In the article on investing in China, copy the passage that begins at "The Wrong Way to" and ends after "variety of reasons.", swapping "FXI" for "the China 25 fund" each time it appears.

──────── PAGE EXCERPT

The Wrong Way to Invest in China

According to Morningstar, the iShares FTSE/Xinhua China 25 Index ETF (NYSE: FXI  ) is not only one of the 25 most popular exchange-traded funds on the market today, but also the most-traded China-focused ETF.

"That's great," you might think. "Investors are finally realizing that they need to invest in China." That might be true, but if so, they're going about it the wrong way.

Seriously red tape
Some investors confuse FXI with a proper way to invest in the Chinese growth story. That just isn't the case, for a variety of reasons.

By investing in FXI, you're not sufficiently tapping into the entrepreneurial spirit of the Chinese people. See, FXI tracks a FTSE/Xinhua index mainly consisting of state-owned enterprises (SOEs). In fact, all of the top 10 holdings of the exchange-traded fund are SOEs -- or are subsidiaries of SOEs, which for my purposes are one and the same.

────────────────
──────── EXTRACTED INFORMATION

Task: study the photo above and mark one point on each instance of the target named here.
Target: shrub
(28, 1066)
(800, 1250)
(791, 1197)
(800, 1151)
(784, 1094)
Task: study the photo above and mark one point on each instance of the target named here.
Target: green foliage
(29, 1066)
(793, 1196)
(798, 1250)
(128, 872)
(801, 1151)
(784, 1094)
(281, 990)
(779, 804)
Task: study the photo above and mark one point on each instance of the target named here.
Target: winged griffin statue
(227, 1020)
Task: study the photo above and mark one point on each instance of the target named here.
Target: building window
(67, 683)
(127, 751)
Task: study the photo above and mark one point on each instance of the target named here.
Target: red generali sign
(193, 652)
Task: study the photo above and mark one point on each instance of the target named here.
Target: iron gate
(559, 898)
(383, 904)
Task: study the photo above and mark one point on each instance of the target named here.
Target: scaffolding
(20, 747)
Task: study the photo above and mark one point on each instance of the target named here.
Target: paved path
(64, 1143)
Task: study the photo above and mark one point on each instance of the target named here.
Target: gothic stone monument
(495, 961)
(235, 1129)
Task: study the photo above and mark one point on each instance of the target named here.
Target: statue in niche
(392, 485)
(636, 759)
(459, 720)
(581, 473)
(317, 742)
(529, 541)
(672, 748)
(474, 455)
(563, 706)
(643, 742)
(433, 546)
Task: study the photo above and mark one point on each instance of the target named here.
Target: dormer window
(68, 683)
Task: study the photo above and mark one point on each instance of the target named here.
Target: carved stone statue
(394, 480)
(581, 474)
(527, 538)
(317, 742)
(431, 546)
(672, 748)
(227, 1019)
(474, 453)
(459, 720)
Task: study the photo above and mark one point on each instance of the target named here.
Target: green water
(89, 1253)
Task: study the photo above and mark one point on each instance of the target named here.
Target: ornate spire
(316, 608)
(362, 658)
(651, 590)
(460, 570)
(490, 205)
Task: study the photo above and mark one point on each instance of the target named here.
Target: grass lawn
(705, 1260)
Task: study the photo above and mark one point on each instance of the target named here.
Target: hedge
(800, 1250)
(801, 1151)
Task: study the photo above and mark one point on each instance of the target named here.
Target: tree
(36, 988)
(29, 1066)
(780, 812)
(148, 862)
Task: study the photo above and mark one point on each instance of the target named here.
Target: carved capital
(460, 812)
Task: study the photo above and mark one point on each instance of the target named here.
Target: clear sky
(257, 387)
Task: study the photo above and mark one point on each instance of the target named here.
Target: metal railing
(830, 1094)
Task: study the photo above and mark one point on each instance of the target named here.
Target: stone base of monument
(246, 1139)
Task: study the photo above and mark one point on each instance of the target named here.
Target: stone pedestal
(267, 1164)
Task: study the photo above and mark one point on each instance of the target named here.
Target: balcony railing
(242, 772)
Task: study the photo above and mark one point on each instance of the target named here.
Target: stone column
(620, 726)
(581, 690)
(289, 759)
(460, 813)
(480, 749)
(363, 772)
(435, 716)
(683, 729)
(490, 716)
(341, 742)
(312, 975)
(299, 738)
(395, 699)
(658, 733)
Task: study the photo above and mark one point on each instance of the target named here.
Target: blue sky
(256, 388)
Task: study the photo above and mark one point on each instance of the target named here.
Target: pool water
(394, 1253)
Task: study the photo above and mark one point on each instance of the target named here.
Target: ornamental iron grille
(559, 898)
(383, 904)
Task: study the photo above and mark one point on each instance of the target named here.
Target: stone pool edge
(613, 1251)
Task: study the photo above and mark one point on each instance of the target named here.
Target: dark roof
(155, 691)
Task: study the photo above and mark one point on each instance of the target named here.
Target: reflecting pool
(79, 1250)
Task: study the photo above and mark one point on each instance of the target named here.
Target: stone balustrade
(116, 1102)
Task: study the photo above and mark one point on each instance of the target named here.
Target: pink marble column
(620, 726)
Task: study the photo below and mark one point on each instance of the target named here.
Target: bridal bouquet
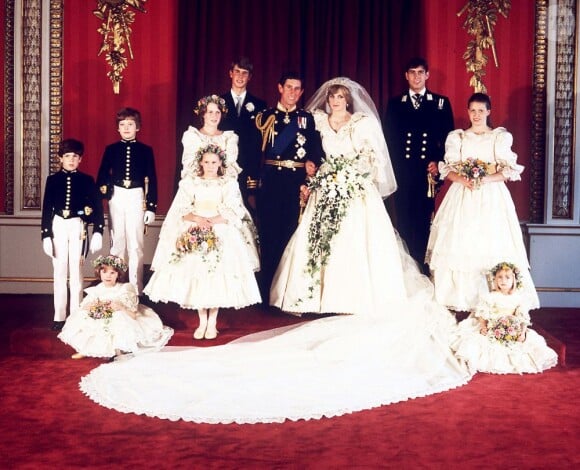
(101, 309)
(505, 330)
(202, 241)
(336, 184)
(473, 169)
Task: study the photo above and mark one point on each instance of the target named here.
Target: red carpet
(509, 421)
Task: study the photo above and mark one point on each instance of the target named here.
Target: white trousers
(68, 244)
(126, 214)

────────────────

▶ [RESULT FOR THIS TASK]
The Wrong Way to Invest in China

According to Morningstar, the iShares FTSE/Xinhua China 25 Index ETF (NYSE: the China 25 fund  ) is not only one of the 25 most popular exchange-traded funds on the market today, but also the most-traded China-focused ETF.

"That's great," you might think. "Investors are finally realizing that they need to invest in China." That might be true, but if so, they're going about it the wrong way.

Seriously red tape
Some investors confuse the China 25 fund with a proper way to invest in the Chinese growth story. That just isn't the case, for a variety of reasons.